Written task → Reproduce the material below without alteration, beginning at the line containing "Please segment the mountain." and continuing through the last line of the material.

Input records →
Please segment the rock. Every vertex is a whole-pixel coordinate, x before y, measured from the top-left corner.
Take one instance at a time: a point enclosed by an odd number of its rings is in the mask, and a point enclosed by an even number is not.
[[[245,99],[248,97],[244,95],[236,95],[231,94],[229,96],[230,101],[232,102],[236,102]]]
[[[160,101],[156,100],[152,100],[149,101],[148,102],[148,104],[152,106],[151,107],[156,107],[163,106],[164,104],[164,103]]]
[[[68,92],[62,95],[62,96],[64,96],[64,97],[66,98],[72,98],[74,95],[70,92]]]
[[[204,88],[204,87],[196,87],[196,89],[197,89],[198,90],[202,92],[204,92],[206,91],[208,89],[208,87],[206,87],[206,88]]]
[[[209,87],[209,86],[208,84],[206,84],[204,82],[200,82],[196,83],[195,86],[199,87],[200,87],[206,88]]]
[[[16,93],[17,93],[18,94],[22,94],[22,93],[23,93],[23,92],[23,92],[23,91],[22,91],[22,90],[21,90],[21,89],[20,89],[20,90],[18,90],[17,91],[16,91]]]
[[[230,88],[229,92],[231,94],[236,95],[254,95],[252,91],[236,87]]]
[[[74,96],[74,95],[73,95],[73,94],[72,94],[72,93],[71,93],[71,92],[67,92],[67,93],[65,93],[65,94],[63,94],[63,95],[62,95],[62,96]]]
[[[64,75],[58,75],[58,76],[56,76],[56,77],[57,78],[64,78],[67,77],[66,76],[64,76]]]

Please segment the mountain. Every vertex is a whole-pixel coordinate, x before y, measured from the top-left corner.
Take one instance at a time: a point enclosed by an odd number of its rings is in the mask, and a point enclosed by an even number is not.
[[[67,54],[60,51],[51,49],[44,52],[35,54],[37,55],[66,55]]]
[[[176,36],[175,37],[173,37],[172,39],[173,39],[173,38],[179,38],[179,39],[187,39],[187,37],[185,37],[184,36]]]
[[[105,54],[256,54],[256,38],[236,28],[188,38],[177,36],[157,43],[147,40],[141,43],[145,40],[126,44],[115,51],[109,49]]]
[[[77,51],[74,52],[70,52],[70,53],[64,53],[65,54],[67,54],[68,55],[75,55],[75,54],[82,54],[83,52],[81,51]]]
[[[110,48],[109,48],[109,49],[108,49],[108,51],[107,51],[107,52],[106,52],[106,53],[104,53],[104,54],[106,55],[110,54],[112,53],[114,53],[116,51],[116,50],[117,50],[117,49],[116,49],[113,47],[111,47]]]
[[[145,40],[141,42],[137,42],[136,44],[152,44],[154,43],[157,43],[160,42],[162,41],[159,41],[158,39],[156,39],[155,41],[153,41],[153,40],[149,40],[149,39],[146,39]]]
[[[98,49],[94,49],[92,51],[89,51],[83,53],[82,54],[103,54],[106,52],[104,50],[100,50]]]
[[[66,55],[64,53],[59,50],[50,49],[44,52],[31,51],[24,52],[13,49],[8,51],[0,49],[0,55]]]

Exercise result →
Please segment the mountain. Every vertex is a whole-pixel coordinate, x before y, measured from the top-left corner.
Take one instance at a time: a point enclosed by an odd number of its rings is in the mask, and a point enclosed by an even number is not.
[[[67,54],[60,51],[51,49],[44,52],[35,54],[37,55],[66,55]]]
[[[176,36],[175,37],[173,37],[172,39],[173,39],[173,38],[179,38],[179,39],[187,39],[187,37],[185,37],[184,36]]]
[[[105,54],[256,54],[256,38],[236,28],[188,38],[177,36],[157,43],[147,40],[141,43],[145,40],[126,44],[115,51],[109,49]]]
[[[77,51],[74,52],[70,52],[70,53],[64,53],[65,54],[67,54],[68,55],[75,55],[75,54],[82,54],[83,52],[81,51]]]
[[[110,48],[109,48],[109,49],[108,49],[108,51],[107,51],[107,52],[106,52],[106,53],[104,53],[104,54],[106,55],[110,54],[112,53],[114,53],[116,51],[116,50],[117,50],[117,49],[116,49],[113,47],[111,47]]]
[[[145,40],[141,42],[137,42],[136,44],[152,44],[154,43],[157,43],[160,42],[162,41],[159,41],[158,39],[156,39],[155,41],[153,41],[153,40],[149,40],[149,39],[146,39]]]
[[[98,49],[94,49],[92,51],[89,51],[83,53],[82,54],[103,54],[106,52],[104,50],[100,50]]]
[[[66,55],[64,53],[59,50],[50,49],[44,52],[31,51],[24,52],[13,49],[8,51],[0,49],[0,55]]]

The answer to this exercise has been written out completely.